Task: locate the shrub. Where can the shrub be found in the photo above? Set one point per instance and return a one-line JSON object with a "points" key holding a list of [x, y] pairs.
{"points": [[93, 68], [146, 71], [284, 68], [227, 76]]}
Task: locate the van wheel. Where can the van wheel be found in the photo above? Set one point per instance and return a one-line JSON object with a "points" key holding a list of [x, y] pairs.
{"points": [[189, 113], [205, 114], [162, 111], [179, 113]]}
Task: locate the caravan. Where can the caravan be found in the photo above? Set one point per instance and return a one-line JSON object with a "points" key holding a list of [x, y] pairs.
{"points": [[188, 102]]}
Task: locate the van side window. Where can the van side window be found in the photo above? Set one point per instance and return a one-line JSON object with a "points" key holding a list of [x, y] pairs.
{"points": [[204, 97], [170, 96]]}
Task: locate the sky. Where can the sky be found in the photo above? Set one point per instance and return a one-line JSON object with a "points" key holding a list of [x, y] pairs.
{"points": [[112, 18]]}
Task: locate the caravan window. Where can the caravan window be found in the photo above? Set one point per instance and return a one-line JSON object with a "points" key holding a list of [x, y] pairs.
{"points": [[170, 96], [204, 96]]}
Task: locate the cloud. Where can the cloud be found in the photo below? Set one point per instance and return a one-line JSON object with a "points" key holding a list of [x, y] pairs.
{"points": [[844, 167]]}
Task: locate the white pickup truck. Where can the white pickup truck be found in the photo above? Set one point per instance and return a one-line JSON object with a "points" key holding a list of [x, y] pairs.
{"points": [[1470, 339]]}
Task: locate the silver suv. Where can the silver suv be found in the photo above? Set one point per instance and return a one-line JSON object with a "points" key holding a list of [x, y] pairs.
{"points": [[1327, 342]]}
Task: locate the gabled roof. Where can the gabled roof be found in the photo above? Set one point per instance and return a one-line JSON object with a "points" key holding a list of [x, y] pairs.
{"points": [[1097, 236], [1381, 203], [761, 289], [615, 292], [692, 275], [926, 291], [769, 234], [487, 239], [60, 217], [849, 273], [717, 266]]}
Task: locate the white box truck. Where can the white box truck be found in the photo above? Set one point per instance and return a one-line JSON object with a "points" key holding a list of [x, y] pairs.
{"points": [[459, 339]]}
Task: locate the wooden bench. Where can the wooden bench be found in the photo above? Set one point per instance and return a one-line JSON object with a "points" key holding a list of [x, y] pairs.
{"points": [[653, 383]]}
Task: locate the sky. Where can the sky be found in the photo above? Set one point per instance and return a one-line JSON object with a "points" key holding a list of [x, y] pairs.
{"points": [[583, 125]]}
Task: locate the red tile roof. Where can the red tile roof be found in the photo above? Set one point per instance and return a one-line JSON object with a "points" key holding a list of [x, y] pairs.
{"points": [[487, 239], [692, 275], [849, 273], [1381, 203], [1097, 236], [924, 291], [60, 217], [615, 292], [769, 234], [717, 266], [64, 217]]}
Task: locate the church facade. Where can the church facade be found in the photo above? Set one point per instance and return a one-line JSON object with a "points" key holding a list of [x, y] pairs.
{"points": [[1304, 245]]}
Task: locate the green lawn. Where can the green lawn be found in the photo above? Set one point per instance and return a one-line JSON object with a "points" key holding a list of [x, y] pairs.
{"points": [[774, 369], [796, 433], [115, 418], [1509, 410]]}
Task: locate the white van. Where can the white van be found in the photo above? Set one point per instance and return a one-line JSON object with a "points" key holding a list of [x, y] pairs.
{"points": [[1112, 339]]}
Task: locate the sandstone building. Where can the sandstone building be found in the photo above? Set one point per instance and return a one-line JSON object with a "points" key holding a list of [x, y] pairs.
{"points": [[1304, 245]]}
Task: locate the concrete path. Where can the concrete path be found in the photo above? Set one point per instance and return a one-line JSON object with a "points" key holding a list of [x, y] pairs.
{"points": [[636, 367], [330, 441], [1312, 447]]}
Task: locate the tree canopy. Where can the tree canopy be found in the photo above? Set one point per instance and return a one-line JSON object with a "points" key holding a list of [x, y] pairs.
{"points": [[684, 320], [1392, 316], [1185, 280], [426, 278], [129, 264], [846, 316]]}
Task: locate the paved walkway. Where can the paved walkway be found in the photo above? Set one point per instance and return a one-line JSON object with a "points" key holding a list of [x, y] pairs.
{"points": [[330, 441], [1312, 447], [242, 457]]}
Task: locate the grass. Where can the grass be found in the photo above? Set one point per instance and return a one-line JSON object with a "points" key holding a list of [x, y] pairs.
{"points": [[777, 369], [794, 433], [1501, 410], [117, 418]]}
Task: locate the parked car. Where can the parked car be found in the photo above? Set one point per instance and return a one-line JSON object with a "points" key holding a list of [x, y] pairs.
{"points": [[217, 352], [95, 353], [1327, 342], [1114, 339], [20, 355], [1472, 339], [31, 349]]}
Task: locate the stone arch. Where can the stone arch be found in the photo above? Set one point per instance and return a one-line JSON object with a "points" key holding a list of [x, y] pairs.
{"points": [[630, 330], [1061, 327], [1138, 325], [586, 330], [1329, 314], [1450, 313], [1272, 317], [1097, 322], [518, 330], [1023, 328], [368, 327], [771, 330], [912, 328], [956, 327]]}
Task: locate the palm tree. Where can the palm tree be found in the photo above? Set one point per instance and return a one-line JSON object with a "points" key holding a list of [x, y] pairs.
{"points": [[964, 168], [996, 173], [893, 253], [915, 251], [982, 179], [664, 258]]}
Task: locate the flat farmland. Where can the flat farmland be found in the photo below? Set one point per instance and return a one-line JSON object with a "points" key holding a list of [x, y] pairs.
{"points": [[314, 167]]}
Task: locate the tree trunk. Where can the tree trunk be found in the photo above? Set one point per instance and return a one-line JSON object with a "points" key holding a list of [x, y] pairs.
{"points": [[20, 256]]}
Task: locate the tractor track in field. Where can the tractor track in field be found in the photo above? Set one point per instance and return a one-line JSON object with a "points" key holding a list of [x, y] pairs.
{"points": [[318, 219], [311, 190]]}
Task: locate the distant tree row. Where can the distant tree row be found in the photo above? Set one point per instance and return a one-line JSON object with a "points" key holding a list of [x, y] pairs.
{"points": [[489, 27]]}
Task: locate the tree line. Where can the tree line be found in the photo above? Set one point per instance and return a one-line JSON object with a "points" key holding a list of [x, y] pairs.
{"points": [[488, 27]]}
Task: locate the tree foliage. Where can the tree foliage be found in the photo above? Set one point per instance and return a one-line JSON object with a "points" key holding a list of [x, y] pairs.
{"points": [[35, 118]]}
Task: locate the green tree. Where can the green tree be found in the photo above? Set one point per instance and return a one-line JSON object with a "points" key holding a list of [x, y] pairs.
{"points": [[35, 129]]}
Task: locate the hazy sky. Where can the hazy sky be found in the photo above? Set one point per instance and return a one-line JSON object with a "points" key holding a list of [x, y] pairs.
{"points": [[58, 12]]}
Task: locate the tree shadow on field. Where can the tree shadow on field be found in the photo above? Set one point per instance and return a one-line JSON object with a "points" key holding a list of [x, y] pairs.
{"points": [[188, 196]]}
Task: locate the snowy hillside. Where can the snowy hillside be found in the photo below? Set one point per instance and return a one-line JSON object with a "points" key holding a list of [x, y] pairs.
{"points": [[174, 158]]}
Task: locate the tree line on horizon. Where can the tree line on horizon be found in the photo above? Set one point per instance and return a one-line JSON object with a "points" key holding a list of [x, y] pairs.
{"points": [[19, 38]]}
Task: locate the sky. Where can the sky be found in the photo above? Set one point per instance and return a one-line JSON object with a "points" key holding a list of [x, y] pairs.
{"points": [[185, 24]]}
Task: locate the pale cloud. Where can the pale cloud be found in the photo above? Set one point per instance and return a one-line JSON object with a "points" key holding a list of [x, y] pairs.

#### OBJECTIVE:
Return every row above word for word, keeping their original order.

#### THE ANSWER:
Task: locate the shrub. Where can the shrub be found in the photo above? Set one point per instance and return a one-line JSON object with a "points" key holding a list of [x, y] pairs.
{"points": [[93, 68], [146, 71], [284, 68], [227, 76]]}
Task: locate the van wheel. Where can the van wheel be found in the photo above? Set one point per instance and return a one-line JSON object with a "points" key holding a list of [x, y] pairs.
{"points": [[189, 113], [205, 114], [162, 111], [179, 113]]}
Task: locate the caravan. Where can the caravan be found in the photo above? Set one point per instance and return a one-line JSON object with a "points" key holding a list of [x, y] pairs.
{"points": [[188, 102]]}
Task: locate the van side window. Where can the van side window be found in the photo above? Set one point per instance and return a one-line JSON object with a "points" key holding a list of [x, y] pairs.
{"points": [[204, 97], [170, 96]]}
Task: locate the sky. Where can the sky be found in the photo above? Set one point per instance and return a one-line JSON object with a "points" key holding a list of [x, y] pairs.
{"points": [[112, 18]]}
Task: locate the caravan window. Where can the caravan window be found in the photo above? Set one point per instance and return a one-line JSON object with a "points" key holding a list of [x, y] pairs.
{"points": [[170, 96], [204, 96]]}
Task: locate the cloud. Where can the cloud be found in the photo below? Set one point per instance and return a one-line JSON object with a "points" key holding a list of [x, y] pairs.
{"points": [[844, 167]]}
Task: locate the white pickup truck. Where can the white pickup truck be found in the photo above? Set one point per instance and return a one-line JSON object with a "points" key holding a list of [x, y] pairs.
{"points": [[1470, 339]]}
Task: locate the silver suv. Where can the silver suv be found in the photo above? Set one point per instance and return a one-line JSON object with a "points" key holding a list of [x, y] pairs.
{"points": [[1327, 342]]}
Task: locate the gabled roof. Where can the gabled roof be found in the photo above? Set one point per instance and return a one-line JSON object with a "points" key holding a list of [x, y] pairs.
{"points": [[1097, 236], [1381, 203], [761, 289], [615, 292], [692, 275], [926, 291], [769, 234], [487, 239], [60, 217], [849, 273], [717, 266]]}
Task: locate the white box truck. Where can the white box truck be found in the photo above? Set one point per instance and return a one-line JSON object with a "points" key holding a list of [x, y] pairs.
{"points": [[459, 339]]}
Task: locate the wooden bench. Where can the wooden bench be found in the photo above? Set one point per instance and return a one-line JSON object with a "points" key holding a list of [x, y] pairs.
{"points": [[653, 383]]}
Task: locate the sky. Where can the sky be found in the photo above? Set one point per instance and return a one-line JSON object with a "points" key holding a list of [x, y] pairs.
{"points": [[583, 125]]}
Task: locate the red tile roof. Where can the red tile roof be found in the photo above? Set one point per instance and return a one-line JSON object with a "points" key holding a list of [x, y] pairs.
{"points": [[487, 239], [692, 275], [849, 273], [1381, 203], [1097, 236], [924, 291], [60, 217], [615, 292], [769, 234], [717, 266], [64, 217]]}
Task: locate the church facade. Where can the church facade be found in the photo above? Set one point per instance and return a one-line JSON object with a "points" key holding a list of [x, y] pairs.
{"points": [[1304, 245]]}
Task: locate the green lawn. Where can the green lawn be found in the photo above? Set one point per instance and return a one-line JSON object with a "points" key holding a list of [x, y] pairs.
{"points": [[774, 369], [796, 433], [115, 418], [1509, 410]]}
Task: locate the white van. Where can the white van be found in the photo above? Set one point per instance and return a one-line JSON object with a "points" key holding a list of [x, y] pairs.
{"points": [[1112, 339]]}
Task: locate the sandstone building. Where can the sandstone building be found in the photo above? Set one point per instance and return a one-line JSON object with a "points" key holding a list of [x, y] pairs.
{"points": [[1304, 245]]}
Task: locate the concrete path. Where can the concrete path be found in the photo above? Set one point per instance and return a one-line JSON object with a "points" key holding a list of [x, y] pairs.
{"points": [[636, 367], [330, 441], [1312, 447]]}
Task: locate the tree canopy. Where can the tree canopy be found in the photo above? Set one point per instance and return a one-line JSON object with a "points" key holding a list of [x, y] pairs.
{"points": [[684, 320], [1392, 316], [1185, 280], [426, 278], [129, 264], [846, 316]]}
Task: locate the paved walkway. Where can the paved walkway be found in the photo above? Set one point per instance and return a one-line JSON object with a "points" key holding a list of [x, y] pairs.
{"points": [[330, 441], [1312, 447], [242, 457]]}
Task: locate the grass. Where can the grass be found in the photo above? Set one point per instance and return a one-line JSON object with a "points" key holding a list of [x, y] pairs.
{"points": [[777, 369], [794, 433], [1501, 410], [117, 418]]}
Task: locate the parked car. Where can the parked car be found in the photo above? Set one point per instance and return a one-line JSON object with a "points" key holding a list of [x, y] pairs.
{"points": [[217, 352], [95, 353], [1327, 342], [1114, 339], [20, 355], [1472, 339], [31, 349]]}
Task: locate the stone arch. Where can the stone arch be found in the photo above? Set one point per instance and return a one-line JSON object with a "points" key holding a list of [x, y] pairs.
{"points": [[630, 330], [1061, 327], [1138, 325], [586, 330], [1329, 314], [1450, 313], [1272, 317], [1097, 322], [518, 330], [1023, 328], [368, 327], [771, 330], [912, 328], [956, 327]]}
Task: locate the palm tree. Where can the palm tree be found in the photo above? Set one point per instance and return a one-line JSON object with a "points" key holding a list of [x, y] pairs.
{"points": [[964, 168], [996, 173], [893, 253], [915, 251], [982, 179], [664, 258]]}
Task: locate the flat farmland. Where can the flat farmland be found in the photo below? Set one point per instance and return a one-line JSON object with a "points" key holding a list of [x, y] pairs.
{"points": [[314, 167]]}
Task: locate the tree trunk. Where can the tree trunk be found in the photo above? Set one point per instance and return a one-line JSON object with a "points" key holding a list of [x, y] pairs.
{"points": [[20, 256]]}
Task: locate the tractor track in field. Where can the tractor track in field be found in the photo above? Set one point per instance and return a one-line JSON object with a "points" key holding a list of [x, y] pairs.
{"points": [[318, 219], [311, 190]]}
Task: locate the distant tree row. Where can the distant tree row be found in the photo above? Set one point per instance and return a one-line JSON object with a "points" key holding a list of [x, y] pairs.
{"points": [[489, 27]]}
Task: locate the tree line. Where can the tree line be found in the photo above? Set one point per instance and return a one-line JSON object with a "points" key holding a list of [x, y] pairs.
{"points": [[488, 27]]}
Task: locate the tree foliage. Where can the tree foliage be found in the photo above? Set one point per instance and return a one-line JSON object with a "points" key holding a list of [x, y] pairs.
{"points": [[35, 118]]}
Task: locate the green tree. Where can the green tree be found in the photo above? Set one point per instance and return a one-line JSON object with a "points" key holding a list of [x, y] pairs.
{"points": [[35, 129]]}
Task: locate the hazy sky. Where can the hazy sky be found in the photo above? Set one point per instance and return a one-line JSON object with a "points" key holding a list of [x, y] pairs.
{"points": [[58, 12]]}
Task: locate the tree shadow on field. Where can the tree shadow on field be found in the photo above? Set one point per instance and return a one-line JSON object with a "points" key holding a list of [x, y] pairs.
{"points": [[188, 196]]}
Task: locate the snowy hillside. Where can the snowy hillside be found in the photo below? Set one point per instance and return a one-line JSON object with a "points" key holding a list of [x, y] pairs.
{"points": [[174, 158]]}
Task: locate the tree line on horizon. Where can the tree line on horizon be found in the photo above? Set one point per instance and return a one-line JSON object with a "points" key holding a list of [x, y] pairs.
{"points": [[19, 38]]}
Task: locate the sky. Where can the sky be found in the photo above? Set one point per instance and return a one-line JSON object with a "points" key holding a list of [x, y] pairs.
{"points": [[185, 24]]}
Task: locate the pale cloud. Where can the pale cloud be found in the photo above? Set one point per instance and return a one-line JSON object with a "points" key holding a list of [x, y] pairs.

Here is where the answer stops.